Second, I wanted to detox my body as much as I could, from all the chemo and drugs I had done. I mainly did this using a little personal infrared sauna. I sat in the sauna daily at 170 degrees and let my body sweat out the junk it could. Besides the big nutritional benefit of fresh vegetable juice, it also detoxes your organs, particularly the kidneys, liver and intestines.

Thirdly, I increased my exercise regiment. Walking, running, weight lifting and exercise biking. I also made it a priority to go hiking for miles, as much as I had time for. Sweating and heavy breathing, helped detox. Increased breathing, increased oxygen for my cells. Plus, hiking in nature helped my mental facilities and forest bathing can have a positive effect on cells.

Fourthly, I needed to work on my mental game. I increased my breathing, meditation and Qi gong. I felt it was important to have a level calm head, so I could overcome the mental lows that I knew were coming up. I went over breathing techniques in my How to stop freaking out post.
☆ ☆ ☆ ☆ ☆ ☆ ☆
Problem requirements: Continue the first-person account above of recovering after chemotherapy, picking up right after its last sentence.

Supplied information:
☆ ☆ ☆ ☆ ☆ ☆ ☆
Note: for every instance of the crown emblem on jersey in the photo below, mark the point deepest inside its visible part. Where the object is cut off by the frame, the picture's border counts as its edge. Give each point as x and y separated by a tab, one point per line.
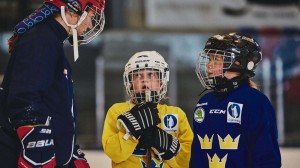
228	142
215	162
205	142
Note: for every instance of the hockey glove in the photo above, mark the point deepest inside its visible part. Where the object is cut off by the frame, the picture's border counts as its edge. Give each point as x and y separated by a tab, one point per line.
146	139
139	118
78	160
38	147
165	145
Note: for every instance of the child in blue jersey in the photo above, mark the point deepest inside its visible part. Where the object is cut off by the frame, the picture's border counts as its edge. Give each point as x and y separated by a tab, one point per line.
234	125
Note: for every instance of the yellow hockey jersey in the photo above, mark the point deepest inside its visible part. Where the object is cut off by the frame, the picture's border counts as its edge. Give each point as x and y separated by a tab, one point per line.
124	154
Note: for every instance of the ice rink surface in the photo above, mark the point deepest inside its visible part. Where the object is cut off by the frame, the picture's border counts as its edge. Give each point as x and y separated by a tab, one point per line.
97	158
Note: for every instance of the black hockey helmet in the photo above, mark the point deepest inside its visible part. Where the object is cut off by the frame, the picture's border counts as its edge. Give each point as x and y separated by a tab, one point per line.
244	51
239	53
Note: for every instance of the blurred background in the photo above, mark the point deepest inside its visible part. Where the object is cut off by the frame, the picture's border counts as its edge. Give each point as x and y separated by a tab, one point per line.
178	30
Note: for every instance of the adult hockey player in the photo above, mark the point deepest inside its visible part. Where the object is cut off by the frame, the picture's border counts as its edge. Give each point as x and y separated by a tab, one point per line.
142	126
38	118
234	124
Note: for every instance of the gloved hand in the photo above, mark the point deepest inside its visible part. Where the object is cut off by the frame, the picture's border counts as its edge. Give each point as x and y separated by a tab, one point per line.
146	139
38	146
77	161
139	118
165	145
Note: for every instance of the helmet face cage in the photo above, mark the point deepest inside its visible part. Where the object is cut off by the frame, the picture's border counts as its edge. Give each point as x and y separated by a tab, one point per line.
146	74
211	66
98	21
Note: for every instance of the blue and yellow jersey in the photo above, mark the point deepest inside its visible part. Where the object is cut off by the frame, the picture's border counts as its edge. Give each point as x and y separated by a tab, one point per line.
123	153
237	130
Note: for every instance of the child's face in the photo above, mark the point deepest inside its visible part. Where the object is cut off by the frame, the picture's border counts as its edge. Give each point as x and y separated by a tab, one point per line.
145	79
215	66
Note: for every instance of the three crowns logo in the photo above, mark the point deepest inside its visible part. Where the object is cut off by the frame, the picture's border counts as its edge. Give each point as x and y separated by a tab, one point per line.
215	162
205	142
228	142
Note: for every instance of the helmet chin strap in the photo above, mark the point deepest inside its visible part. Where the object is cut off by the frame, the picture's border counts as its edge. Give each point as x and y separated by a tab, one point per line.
74	31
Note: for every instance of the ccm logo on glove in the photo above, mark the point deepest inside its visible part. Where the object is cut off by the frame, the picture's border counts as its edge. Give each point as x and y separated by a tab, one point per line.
133	121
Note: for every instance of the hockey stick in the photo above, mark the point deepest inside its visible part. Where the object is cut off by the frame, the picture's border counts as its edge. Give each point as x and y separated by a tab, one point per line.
148	150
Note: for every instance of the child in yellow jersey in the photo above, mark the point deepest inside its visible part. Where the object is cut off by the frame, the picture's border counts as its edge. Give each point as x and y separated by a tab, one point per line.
141	132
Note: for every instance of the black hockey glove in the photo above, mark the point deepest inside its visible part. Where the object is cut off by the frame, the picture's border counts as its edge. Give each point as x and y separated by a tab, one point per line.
77	161
146	139
139	118
166	145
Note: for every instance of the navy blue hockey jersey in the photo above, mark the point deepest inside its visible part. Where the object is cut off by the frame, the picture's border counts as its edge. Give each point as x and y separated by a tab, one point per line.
41	85
238	130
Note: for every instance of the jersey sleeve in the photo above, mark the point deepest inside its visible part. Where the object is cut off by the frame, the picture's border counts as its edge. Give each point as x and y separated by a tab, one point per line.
185	137
117	148
32	73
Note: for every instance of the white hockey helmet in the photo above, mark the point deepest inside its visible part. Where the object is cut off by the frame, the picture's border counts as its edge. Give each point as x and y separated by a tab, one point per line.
146	60
82	8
☆ ☆ ☆ ☆ ☆ ☆ ☆
The answer:
Meditation is the best way to keep control of your mind. Early in my cancer journey, for some reason, I was resistant to meditation. I kept hearing how beneficial it was, and I eventually overcame my resistance. It was the single biggest reason for my mental U-turn out of cancer negativity. I highly recommend learning a simple practice and doing it daily. Qi gong is kind of like a walking meditation (I’m planning a series of posts on Qi gong upcoming).

I also feel that the power of music is underestimated. I worked on creating a playlist of uplifting and positive songs that I could listen to. When you’re down in the dumps, sometimes music can help flip your script. I ended up with a wide variety of genres that clicked with me. I used it to get my positive vibe up, especially while cooking (didn’t you know food tastes better if you dance while it’s cooked?) Although, during the transplant, I mostly listened to my favorite pianists, Ludovico Einaudi and Helen Jane Long (Ludovico’s songs Ascent Day 1 and Nuvole Bianche are epic).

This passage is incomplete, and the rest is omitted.